**Task 1**
In the Excel forum thread, what menu path does the 2007 setting for extending data range formats and formulas follow?
**Task 2**
Continue the Excel forum thread about formulas that don't extend automatically, picking up after its last post.

**Source extract**
Am I remembering this correctly? The sheet I'm working on is more complicated, obviously, and I'd like to avoid the whole if column this is blank, print blank, else complicated formula thing. This workbook will ultimately be used by non-technical people and and I don't want them to have to think about remembering to copy down the formula another few hundred lines if they so require it.

I have a sneaking suspicion I might be thinking of the feature that works like this for external data ranges and that there's nothing like this for regular situations.
 
If I remember rightly there has to be a certain number of "seed" rows before this behaviour begins, and that might be 3,4, or 5, rows of data and formulas ... I won't be able to check until Tuesday, the next time I'm near a machine with 2007 on it.

Cheers, Glenn.

Beauty is in the eye of the beerholder.
 
In 2007:

Office Button > Excel Options > Advanced > Extend data range formats and formulas.

But, as Glenn said, you need to have a few seed rows. I'm pretty sure that in 2003 it was 4 rows.

[tt][blue]-John[/blue][/tt]
[tab][red]The plural of anecdote is not data[/red]

Help us help you. Please read FAQ 181-2886 before posting.
 
Thanks for the feedback! The button is turned on but I'm simply not seeing the behavior. :( I guess I'll have to type in "extend data range troubleshooting.
 
You might find it beneficial to have a look at 'Format as Table' - on Home tab.

--Lilliabeth
 
Turned on the table formatting. Ginchy keen-looking but it's still not updating.

I remember running into a problem like this when doing data dumps from a database -- I needed to have a column to the left of the export range and the formula updates only worked to the right of the export, not the left. But the formula I need to have carried down is on the right. Hmm. Do I need to convert to a range to make the expansion work properly?

**Extracted information**
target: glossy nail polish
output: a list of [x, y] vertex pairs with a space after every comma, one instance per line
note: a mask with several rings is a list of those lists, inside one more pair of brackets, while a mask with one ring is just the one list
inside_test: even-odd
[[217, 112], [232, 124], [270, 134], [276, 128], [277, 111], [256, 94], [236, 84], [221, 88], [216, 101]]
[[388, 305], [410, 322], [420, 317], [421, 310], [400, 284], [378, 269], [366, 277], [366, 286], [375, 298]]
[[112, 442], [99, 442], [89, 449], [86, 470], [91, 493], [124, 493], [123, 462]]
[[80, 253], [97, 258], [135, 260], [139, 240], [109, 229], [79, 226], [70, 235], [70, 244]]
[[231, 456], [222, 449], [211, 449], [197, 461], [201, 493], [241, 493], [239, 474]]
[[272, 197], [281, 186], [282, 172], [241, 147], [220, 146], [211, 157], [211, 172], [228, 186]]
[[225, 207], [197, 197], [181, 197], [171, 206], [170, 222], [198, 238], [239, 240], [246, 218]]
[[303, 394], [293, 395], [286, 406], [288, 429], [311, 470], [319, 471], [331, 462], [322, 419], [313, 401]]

**Answer section 1**
Office Button > Excel Options > Advanced > Extend data range formats and formulas.

**Answer section 2**
Let me take that back -- I converted to range, it didn't work, hit undo and now it's working. *rolls eyes* I need to figure out how I made it work.

Ok, so I see I need to make it a dynamic range and then I can use it as the source for a pivottable that will expand and contract as the data moves. Let's see if that cooperates now. Fun fun fun.
 
This is so maddeningly inconsistent. I have two vlookup formulas that are supposed to copy. One does, the other does not. I created a little test set without even formatting it as a table and it will not automatically put the formula in the last cell until the cell immediately before it is filled. On the big formula sheet, it copies the one vlookup cell immediately after I type data into the first cell, even though that's not the particular one it's using as the index for the lookup.

I think Excel shall drive me mad today. Time to crank the Primus.
 
Just checking - there aren't any empty columns in your data set, are there?


[tt][blue]-John[/blue][/tt]
[tab][red]The plural of anecdote is not data[/red]

Help us help you. Please read FAQ 181-2886 before posting.
 
No, no empty columns. An excellent question seeing as Excel is looking three rows behind to pick patterns. My little test block is working like a champ so I'm scratching my head trying to see what I'm doing different with the big block o' data.
 
How is the big block being populated?

[tt][blue]-John[/blue][/tt]
[tab][red]The plural of anecdote is not data[/red]

Help us help you. Please read FAQ 181-2886 before posting.
 
I'm tracking event attendees with this workbook. Worksheet 1 is attendee names and contact info. Sheet 2 is the lookups for events, communities, etc -- these values will be tracked in a chart so I want to make sure that there's no chance anyone can type these in incorrectly. So I make the lookup range and use data validation to make sure people only type what's in them. Worksheet 3, the one I'm on now, is the sheet that pairs the name with the event and the date they attended. I use vlookups to drag in a few other items from the contact page since the reporting all depends on that.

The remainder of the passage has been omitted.